--- Listed entries ---

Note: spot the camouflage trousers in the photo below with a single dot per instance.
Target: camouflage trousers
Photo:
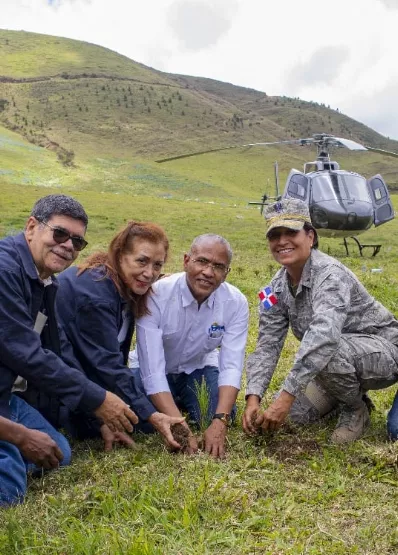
(361, 363)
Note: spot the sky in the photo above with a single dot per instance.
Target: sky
(340, 53)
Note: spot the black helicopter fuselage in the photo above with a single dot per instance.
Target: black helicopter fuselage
(341, 203)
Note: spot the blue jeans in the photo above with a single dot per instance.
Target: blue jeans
(13, 466)
(392, 420)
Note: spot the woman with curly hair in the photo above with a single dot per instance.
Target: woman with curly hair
(98, 302)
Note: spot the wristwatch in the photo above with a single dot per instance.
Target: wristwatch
(225, 417)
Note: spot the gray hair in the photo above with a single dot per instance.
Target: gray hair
(211, 237)
(58, 205)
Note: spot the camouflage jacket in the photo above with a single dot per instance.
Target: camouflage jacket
(330, 301)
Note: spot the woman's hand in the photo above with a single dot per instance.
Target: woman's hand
(251, 414)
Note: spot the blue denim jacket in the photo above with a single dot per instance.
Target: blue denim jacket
(90, 310)
(21, 350)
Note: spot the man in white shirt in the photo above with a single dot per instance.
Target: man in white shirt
(191, 315)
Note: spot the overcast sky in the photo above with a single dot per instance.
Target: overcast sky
(343, 54)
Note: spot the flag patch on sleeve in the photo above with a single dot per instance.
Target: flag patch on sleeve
(267, 297)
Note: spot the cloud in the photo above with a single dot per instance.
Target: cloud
(58, 3)
(390, 4)
(322, 68)
(377, 109)
(197, 24)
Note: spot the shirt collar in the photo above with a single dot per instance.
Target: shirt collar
(22, 247)
(188, 298)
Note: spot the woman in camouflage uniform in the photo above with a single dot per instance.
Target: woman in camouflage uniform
(349, 341)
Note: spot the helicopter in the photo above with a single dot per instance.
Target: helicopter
(342, 203)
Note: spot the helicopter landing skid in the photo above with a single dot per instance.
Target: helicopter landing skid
(376, 248)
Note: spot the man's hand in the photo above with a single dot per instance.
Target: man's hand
(251, 414)
(116, 414)
(38, 448)
(162, 422)
(110, 438)
(192, 446)
(276, 413)
(214, 439)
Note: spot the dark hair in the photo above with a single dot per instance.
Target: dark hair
(58, 205)
(123, 243)
(308, 227)
(211, 237)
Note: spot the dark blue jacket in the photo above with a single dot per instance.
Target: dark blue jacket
(90, 311)
(21, 349)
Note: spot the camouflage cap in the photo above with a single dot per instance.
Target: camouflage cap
(288, 212)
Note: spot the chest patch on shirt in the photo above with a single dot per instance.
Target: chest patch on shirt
(267, 297)
(216, 330)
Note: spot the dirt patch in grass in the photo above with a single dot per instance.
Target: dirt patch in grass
(181, 435)
(292, 449)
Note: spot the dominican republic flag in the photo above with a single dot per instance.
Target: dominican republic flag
(267, 297)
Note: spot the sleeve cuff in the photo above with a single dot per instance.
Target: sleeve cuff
(232, 379)
(158, 385)
(92, 398)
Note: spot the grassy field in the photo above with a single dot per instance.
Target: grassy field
(291, 493)
(288, 493)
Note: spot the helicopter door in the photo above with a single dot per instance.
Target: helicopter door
(383, 209)
(296, 185)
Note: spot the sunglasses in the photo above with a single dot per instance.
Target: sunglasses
(61, 235)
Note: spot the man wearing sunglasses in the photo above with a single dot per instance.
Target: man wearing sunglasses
(195, 333)
(35, 357)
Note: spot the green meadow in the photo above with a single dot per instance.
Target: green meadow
(292, 492)
(288, 493)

---

For this exercise, copy every line of the data that holds "trousers".

*Response to this task*:
Note: spot the camouflage trousers in the photo below with a single dot per instance.
Target: camouflage trousers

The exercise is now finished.